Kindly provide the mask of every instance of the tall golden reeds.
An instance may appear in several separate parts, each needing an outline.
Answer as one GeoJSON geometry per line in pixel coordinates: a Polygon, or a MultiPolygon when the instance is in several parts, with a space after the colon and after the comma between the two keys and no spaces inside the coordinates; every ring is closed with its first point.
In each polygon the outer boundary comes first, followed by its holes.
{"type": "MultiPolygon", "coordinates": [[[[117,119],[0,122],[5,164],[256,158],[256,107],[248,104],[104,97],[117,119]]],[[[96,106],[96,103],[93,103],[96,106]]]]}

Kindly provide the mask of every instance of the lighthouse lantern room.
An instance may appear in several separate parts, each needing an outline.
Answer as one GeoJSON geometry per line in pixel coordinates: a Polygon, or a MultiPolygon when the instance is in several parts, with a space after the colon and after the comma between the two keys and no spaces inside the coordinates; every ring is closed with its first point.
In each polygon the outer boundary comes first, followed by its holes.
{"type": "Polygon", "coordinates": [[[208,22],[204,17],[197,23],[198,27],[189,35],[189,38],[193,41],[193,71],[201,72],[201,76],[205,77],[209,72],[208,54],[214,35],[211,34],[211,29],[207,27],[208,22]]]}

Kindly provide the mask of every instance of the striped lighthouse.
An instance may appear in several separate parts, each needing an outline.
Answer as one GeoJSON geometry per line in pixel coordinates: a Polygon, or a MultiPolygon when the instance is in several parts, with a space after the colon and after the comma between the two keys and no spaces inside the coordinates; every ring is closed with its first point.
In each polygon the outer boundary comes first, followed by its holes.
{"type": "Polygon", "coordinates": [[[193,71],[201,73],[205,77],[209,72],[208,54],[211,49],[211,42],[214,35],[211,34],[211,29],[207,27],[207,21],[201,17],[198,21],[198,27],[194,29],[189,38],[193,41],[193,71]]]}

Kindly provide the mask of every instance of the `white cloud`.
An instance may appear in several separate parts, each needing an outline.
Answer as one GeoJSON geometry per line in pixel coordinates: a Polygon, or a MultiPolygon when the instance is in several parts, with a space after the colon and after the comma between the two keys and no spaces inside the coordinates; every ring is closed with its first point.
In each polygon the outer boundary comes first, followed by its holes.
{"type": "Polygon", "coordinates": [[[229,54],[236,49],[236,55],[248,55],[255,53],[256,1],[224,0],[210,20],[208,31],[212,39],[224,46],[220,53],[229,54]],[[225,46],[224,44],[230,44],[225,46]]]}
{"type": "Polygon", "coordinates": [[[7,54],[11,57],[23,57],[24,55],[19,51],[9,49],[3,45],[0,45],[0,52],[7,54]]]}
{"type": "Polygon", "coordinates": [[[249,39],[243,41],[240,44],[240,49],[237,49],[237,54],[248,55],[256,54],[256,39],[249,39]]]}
====
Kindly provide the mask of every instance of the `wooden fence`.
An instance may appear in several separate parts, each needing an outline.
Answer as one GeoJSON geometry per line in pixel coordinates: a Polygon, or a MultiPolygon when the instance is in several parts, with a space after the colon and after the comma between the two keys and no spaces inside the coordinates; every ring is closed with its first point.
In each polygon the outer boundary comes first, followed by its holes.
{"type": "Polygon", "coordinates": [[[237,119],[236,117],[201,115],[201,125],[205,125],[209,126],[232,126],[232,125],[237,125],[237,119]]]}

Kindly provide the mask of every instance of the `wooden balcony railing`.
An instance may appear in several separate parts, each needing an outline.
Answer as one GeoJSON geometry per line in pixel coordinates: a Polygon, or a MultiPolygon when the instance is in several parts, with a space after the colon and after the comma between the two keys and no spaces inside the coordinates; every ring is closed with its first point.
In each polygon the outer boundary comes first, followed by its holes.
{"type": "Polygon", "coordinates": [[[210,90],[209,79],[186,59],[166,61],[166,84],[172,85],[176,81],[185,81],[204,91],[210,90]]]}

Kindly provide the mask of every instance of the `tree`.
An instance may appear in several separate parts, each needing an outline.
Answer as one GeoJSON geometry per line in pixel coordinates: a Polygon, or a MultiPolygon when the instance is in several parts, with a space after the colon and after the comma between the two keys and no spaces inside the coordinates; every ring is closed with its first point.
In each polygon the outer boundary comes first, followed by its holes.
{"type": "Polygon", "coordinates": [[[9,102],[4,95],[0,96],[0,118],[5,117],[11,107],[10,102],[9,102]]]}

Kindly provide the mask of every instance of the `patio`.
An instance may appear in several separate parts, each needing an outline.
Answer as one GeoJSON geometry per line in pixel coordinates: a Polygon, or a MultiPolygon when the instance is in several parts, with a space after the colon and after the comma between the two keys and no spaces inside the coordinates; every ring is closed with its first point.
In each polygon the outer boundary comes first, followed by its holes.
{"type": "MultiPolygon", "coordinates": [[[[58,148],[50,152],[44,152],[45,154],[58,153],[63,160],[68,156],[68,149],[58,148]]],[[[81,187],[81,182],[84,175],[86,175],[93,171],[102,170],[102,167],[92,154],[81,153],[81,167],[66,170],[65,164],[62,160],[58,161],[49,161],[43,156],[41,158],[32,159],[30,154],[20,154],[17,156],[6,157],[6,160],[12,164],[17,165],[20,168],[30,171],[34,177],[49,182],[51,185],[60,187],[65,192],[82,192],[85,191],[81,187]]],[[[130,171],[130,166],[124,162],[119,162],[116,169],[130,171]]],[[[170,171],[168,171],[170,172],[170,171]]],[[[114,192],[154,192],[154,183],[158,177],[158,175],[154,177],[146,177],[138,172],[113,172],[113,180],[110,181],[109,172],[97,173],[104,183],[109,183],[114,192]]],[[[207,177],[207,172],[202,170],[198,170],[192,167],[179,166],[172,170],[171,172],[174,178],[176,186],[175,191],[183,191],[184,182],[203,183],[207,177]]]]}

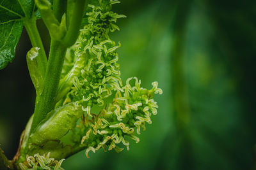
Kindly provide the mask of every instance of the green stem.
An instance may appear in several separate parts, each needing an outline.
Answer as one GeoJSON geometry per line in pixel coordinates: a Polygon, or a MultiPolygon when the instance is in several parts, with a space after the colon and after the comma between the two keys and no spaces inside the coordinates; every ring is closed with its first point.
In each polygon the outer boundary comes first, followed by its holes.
====
Count the lines in the rows above that contain the string "lighthouse", with case counting. Reply with the number alone.

| Exercise response |
2